SET PROBLEM: Please switch "Return" to "Give" throughout the records below and write them out again with nothing else altered.

[Begin EXCERPTED RECORDS]

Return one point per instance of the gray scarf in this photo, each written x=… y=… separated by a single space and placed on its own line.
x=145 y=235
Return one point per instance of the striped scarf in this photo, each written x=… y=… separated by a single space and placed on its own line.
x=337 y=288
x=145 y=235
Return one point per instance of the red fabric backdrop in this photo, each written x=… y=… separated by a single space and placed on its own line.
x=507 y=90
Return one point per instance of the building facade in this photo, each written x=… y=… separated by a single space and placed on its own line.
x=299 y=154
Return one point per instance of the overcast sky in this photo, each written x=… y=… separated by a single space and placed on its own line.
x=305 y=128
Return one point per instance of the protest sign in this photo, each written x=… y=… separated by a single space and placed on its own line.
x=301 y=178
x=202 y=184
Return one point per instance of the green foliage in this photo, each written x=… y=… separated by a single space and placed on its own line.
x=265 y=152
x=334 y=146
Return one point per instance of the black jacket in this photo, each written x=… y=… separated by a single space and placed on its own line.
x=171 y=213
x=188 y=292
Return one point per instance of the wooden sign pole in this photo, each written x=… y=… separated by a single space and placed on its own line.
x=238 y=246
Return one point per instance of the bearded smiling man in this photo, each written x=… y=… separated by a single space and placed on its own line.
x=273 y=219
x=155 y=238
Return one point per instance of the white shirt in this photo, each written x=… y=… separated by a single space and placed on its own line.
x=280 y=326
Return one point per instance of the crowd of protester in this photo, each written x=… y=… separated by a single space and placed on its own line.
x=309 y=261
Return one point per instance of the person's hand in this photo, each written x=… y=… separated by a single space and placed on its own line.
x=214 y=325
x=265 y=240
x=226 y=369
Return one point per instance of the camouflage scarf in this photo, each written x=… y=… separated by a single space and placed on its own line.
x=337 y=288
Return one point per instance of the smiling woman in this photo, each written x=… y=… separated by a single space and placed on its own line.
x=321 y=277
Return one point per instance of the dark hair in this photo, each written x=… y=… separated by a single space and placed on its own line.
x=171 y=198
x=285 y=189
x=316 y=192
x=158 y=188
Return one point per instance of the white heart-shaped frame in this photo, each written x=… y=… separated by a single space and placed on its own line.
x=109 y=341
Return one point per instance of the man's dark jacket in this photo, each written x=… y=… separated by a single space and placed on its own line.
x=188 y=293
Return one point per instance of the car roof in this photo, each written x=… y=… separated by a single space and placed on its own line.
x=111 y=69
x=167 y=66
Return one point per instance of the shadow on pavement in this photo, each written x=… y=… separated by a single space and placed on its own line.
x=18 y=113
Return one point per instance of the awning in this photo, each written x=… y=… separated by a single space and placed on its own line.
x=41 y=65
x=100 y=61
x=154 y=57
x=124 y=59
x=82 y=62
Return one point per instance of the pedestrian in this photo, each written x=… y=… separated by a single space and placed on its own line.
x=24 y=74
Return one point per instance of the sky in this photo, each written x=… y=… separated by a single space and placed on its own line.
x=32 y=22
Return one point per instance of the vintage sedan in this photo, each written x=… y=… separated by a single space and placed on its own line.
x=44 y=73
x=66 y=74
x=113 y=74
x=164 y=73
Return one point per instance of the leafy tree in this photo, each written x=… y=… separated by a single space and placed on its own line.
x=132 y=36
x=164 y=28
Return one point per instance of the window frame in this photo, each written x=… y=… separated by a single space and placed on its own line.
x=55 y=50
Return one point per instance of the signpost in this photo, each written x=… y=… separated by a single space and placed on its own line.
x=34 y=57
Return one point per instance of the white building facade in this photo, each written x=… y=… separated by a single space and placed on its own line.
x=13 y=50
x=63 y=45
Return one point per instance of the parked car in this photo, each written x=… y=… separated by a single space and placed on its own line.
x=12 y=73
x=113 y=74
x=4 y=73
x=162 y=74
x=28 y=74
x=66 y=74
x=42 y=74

[End EXCERPTED RECORDS]

WRITTEN RESPONSE:
Give one point per instance of the gray scarf in this photo, each written x=… y=… separated by a single space and placed on its own line.
x=145 y=235
Give one point per instance of the striped scarf in this photo, each written x=… y=… separated by a single space and placed on its own line.
x=337 y=288
x=145 y=235
Give one point per instance of the red fabric backdrop in this photo, each written x=… y=… separated by a single space and placed on its own line.
x=507 y=90
Give one point per instance of the building facade in this photo, each written x=… y=… separated by a single space and placed on its own line.
x=299 y=154
Give one point per instance of the overcast sky in this photo, each written x=… y=… separated by a single space and placed on its own line.
x=305 y=128
Give one point per instance of the protest sign in this photo, each written x=… y=… separated by a single space and placed on its own line.
x=301 y=178
x=202 y=184
Give one point per instance of the green foliage in this photo, each written x=… y=… separated by a single space and placed on its own line.
x=265 y=152
x=334 y=146
Give one point per instance of the black jacket in this photo, each written x=… y=… separated by a single space and placed on its own line.
x=171 y=213
x=188 y=292
Give one point per instance of the wooden sign pole in this photo, each written x=… y=… separated by a single space and placed on its own line.
x=238 y=246
Give one point per instance of the bearded smiling man in this photo, each written x=… y=… separated by a single space and placed on its own line.
x=273 y=219
x=155 y=238
Give one point per instance of the white shirt in this photo, each written x=… y=… separated by a single space and placed on its own line.
x=280 y=326
Give one point per instance of the crowd of protester in this photo, each written x=… y=… separated by a single space and placed on its own line.
x=309 y=261
Give one point per instance of the person's hand in this photo, each written x=… y=… separated by a single space and placed on its own line.
x=214 y=325
x=265 y=240
x=226 y=369
Give one point per instance of the camouflage scarf in this photo, each written x=… y=… separated by a single space and placed on its own line.
x=337 y=288
Give one point per instance of the smiling woman in this photo, each written x=… y=… separated by a single space and placed on its own line.
x=321 y=277
Give one point per instance of the dark hair in this photo, each written x=… y=… separated by a single space and placed on its own line.
x=171 y=198
x=285 y=189
x=316 y=192
x=158 y=188
Give one point per instance of the white heart-shaped frame in this photo, each written x=… y=… separated by a single space and placed on its own line.
x=109 y=341
Give one point per instance of the man's dark jacket in this photo, each written x=… y=… separated by a single space and placed on its own line.
x=188 y=293
Give one point per instance of the car roof in this photo, each written x=… y=… separated by a single space and placed on its own line.
x=111 y=69
x=167 y=66
Give one point per instance of the shadow on pavement in this photo, each written x=… y=… separated by a single space and placed on its own line.
x=18 y=113
Give one point per instance of the awning in this photo, each written x=… y=… separated by a single space and placed on its own line.
x=41 y=65
x=100 y=61
x=154 y=57
x=124 y=59
x=82 y=62
Give one point per instance of the pedestrian in this photo, each written x=… y=… separated by a single space and placed on its own line.
x=24 y=74
Give one point per instance of the sky in this photo, each written x=… y=… separated by a single space and placed on its own line.
x=32 y=22
Give one point per instance of the vintage sedan in this photo, each written x=… y=… separated by a single space and placed on its own line.
x=44 y=73
x=66 y=74
x=113 y=74
x=164 y=73
Give one point per instance of the leafy tree in this photo, each written x=… y=… separated by a single space and placed on its own line.
x=132 y=36
x=164 y=28
Give one point per instance of the window frame in this photo, each written x=… y=… separated by a single space and placed on its own line.
x=55 y=50
Give one point per instance of the signpost in this photo, each written x=… y=… separated by a single space and placed on its own line.
x=34 y=57
Give one point per instance of the white building facade in this photo, each written x=… y=… separated by a single space and placed on its own line.
x=13 y=50
x=63 y=45
Give one point per instance of the parked car in this photo, each written x=… y=… separated by a single space and placed on its own line.
x=12 y=73
x=113 y=74
x=4 y=73
x=162 y=74
x=28 y=74
x=66 y=74
x=42 y=74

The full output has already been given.